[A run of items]
§ §

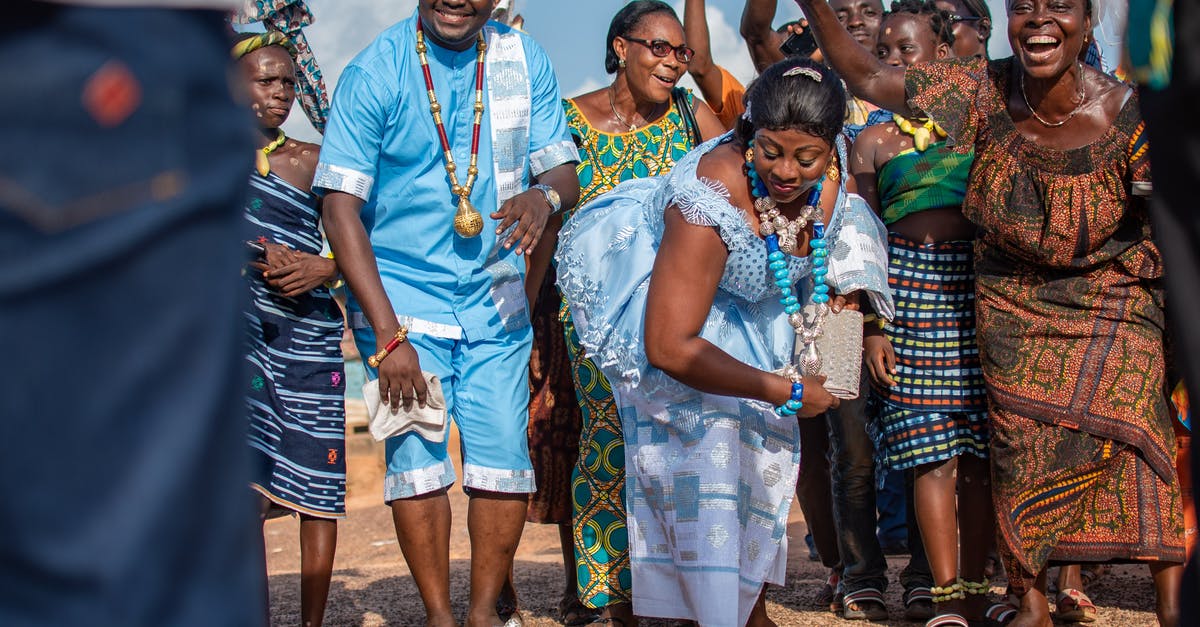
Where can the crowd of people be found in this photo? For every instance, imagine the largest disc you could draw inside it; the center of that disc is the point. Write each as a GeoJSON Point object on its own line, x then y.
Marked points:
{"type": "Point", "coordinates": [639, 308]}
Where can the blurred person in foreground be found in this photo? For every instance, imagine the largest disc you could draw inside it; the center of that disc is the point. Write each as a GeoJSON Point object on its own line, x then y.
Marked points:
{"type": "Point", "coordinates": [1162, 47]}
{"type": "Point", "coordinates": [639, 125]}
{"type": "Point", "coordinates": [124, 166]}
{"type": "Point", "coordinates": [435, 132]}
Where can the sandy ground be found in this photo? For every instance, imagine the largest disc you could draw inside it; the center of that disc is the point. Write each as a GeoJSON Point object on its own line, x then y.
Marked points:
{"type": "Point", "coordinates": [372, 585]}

§ §

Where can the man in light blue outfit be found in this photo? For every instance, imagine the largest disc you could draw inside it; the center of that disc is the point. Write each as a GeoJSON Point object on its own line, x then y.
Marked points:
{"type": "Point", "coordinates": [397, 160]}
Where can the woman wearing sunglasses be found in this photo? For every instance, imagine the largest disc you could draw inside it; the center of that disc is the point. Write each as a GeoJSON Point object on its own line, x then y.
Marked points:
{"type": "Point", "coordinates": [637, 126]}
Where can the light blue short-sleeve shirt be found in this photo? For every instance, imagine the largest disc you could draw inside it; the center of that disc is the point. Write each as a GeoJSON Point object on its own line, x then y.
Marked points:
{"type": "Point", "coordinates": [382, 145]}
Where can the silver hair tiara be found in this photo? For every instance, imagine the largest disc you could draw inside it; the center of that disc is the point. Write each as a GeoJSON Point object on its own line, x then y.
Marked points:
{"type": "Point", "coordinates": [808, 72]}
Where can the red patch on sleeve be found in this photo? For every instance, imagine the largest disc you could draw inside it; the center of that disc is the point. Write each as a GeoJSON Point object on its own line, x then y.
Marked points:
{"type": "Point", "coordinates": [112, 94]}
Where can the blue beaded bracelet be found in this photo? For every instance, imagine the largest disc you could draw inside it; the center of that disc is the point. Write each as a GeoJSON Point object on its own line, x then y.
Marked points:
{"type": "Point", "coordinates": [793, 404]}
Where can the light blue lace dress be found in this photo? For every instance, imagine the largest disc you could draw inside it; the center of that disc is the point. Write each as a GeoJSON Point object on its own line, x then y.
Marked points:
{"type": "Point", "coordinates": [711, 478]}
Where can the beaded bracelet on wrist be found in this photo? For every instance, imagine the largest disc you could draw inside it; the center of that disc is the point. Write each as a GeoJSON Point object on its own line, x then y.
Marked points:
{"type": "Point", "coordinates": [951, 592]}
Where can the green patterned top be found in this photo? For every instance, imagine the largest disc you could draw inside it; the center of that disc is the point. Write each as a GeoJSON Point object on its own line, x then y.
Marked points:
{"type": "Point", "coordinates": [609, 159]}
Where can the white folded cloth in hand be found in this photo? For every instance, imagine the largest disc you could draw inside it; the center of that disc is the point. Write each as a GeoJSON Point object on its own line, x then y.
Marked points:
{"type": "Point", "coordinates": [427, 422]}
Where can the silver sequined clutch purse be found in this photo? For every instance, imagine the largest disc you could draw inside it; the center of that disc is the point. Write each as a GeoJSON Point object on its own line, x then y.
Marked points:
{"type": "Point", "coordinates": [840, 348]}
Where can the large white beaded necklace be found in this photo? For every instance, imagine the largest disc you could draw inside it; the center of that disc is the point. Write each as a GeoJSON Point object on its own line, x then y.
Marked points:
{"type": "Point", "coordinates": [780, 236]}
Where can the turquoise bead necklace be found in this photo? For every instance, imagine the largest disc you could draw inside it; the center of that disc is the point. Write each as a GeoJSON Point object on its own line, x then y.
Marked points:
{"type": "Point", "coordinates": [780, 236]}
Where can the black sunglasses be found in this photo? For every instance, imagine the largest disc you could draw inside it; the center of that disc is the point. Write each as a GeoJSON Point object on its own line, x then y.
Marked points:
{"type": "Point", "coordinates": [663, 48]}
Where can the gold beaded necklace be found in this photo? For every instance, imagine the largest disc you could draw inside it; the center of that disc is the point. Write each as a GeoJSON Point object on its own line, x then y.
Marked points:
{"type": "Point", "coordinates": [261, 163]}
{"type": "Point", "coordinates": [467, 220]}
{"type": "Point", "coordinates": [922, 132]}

§ §

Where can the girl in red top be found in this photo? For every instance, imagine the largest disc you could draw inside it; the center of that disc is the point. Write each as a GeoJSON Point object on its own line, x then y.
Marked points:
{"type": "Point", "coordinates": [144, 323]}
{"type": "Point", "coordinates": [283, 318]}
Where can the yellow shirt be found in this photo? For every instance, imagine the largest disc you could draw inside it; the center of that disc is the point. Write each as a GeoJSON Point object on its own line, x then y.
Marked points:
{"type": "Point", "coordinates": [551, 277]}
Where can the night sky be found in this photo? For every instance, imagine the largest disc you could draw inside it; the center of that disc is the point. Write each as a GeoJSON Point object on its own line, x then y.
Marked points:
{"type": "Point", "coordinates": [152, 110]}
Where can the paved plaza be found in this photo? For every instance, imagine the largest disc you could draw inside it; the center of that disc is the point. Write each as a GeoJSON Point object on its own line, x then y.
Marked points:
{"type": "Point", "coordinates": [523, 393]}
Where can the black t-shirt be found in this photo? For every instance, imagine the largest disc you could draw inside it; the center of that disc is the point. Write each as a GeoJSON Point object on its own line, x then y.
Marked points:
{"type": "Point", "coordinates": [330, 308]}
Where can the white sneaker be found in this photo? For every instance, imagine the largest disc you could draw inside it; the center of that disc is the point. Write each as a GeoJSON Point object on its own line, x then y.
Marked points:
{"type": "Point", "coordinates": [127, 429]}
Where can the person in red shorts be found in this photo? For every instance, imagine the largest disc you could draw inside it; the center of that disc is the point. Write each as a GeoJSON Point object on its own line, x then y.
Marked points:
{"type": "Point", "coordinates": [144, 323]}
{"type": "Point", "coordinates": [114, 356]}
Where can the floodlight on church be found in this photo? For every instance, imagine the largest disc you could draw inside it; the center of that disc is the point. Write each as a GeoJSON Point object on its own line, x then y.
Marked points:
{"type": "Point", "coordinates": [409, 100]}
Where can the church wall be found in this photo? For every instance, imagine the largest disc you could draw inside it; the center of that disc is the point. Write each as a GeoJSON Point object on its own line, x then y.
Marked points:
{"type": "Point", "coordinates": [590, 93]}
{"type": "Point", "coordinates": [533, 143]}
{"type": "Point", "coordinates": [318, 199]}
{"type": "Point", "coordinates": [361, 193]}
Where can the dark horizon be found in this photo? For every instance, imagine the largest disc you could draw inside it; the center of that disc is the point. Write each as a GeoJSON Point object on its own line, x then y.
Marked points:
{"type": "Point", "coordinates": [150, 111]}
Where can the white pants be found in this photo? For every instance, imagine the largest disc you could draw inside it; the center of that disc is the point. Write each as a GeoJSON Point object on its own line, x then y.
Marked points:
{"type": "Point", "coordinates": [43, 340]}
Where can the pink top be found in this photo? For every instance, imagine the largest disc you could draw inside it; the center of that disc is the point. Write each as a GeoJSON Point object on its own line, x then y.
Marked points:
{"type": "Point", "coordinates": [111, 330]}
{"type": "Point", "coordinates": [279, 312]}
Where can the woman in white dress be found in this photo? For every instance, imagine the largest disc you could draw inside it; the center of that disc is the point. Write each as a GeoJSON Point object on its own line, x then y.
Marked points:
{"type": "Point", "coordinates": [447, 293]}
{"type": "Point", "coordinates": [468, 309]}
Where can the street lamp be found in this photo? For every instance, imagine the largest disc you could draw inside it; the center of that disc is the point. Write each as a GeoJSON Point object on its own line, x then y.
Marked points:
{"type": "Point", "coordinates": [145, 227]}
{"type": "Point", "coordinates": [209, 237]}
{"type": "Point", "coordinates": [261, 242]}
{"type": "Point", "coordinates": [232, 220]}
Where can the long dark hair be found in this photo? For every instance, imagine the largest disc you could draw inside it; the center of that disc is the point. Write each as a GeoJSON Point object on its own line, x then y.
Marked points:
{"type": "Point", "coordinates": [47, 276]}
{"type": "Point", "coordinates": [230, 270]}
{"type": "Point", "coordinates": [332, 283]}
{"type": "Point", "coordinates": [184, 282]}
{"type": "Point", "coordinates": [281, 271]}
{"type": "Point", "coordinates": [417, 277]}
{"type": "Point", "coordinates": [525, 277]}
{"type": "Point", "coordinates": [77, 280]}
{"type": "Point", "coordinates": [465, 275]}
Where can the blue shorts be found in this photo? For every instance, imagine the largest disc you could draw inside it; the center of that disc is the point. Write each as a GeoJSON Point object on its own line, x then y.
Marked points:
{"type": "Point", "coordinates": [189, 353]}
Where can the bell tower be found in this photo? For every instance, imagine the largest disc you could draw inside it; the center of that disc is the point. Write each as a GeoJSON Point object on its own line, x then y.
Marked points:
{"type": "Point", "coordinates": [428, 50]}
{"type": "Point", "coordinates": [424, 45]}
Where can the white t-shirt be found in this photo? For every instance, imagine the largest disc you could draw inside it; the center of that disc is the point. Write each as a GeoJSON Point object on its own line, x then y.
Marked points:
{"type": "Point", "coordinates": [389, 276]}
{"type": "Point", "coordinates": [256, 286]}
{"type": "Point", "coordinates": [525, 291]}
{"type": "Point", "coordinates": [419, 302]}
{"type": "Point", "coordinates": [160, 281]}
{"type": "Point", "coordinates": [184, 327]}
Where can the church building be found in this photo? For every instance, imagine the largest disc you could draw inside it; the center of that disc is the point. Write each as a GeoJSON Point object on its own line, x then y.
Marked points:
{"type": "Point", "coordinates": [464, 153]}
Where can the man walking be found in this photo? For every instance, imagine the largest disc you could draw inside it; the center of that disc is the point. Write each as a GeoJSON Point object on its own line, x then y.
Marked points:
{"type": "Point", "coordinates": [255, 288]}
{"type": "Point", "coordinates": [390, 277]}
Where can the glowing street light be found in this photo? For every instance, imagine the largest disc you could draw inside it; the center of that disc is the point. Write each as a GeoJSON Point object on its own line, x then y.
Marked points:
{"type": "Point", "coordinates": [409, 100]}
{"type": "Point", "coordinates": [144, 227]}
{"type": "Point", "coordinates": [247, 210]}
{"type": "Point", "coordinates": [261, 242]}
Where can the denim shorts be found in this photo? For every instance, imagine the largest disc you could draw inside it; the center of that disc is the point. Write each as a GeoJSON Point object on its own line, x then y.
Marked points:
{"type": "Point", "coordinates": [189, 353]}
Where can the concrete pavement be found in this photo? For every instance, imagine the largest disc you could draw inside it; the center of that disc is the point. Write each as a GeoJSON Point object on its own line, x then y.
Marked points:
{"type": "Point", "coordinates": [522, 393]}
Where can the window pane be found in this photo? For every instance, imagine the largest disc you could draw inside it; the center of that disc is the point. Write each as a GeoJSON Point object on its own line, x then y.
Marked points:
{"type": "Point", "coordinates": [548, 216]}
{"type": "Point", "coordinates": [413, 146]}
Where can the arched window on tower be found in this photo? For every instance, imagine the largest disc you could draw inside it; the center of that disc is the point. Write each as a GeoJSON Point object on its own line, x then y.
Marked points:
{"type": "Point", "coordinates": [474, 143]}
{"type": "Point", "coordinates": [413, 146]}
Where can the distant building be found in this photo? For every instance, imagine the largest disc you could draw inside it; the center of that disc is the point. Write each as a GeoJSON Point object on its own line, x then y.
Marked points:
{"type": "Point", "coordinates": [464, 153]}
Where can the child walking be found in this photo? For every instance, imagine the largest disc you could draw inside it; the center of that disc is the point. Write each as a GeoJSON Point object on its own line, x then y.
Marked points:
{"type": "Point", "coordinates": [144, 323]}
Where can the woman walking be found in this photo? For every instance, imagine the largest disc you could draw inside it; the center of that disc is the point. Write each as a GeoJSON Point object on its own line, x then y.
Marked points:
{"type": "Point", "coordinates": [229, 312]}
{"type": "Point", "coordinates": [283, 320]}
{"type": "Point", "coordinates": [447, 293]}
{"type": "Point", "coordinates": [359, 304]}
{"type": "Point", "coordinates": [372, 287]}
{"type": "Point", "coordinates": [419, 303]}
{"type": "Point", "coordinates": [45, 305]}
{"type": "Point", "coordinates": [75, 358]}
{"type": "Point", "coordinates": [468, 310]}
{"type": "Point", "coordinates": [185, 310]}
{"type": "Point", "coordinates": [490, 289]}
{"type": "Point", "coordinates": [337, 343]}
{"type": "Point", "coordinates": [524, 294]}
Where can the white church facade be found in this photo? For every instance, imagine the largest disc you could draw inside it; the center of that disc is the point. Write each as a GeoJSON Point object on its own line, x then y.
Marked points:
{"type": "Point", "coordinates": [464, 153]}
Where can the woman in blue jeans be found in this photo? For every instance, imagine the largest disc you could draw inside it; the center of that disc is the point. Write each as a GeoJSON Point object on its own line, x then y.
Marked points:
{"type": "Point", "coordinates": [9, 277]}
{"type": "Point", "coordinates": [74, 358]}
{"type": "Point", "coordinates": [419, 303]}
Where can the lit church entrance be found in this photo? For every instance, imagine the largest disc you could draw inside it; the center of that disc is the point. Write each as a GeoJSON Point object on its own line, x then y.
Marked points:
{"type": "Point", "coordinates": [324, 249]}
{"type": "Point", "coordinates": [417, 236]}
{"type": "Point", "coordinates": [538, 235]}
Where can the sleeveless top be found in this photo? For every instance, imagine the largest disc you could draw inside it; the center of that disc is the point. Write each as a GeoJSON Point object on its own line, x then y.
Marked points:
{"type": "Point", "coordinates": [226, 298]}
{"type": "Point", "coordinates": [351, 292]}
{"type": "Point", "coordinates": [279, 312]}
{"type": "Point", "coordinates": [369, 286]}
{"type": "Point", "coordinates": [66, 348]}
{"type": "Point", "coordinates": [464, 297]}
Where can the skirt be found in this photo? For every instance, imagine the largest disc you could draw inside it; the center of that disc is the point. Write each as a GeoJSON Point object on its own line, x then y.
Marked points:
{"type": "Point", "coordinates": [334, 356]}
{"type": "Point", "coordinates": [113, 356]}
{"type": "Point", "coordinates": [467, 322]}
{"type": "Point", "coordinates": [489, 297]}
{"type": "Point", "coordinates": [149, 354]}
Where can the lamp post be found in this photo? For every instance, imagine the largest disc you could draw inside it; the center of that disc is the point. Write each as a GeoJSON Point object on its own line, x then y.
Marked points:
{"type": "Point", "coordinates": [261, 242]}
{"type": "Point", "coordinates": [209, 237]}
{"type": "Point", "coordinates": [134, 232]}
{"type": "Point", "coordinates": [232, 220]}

§ §

### To be done
Count the lines in the items that contain the word "black". Reply with the number alone.

### The solution
2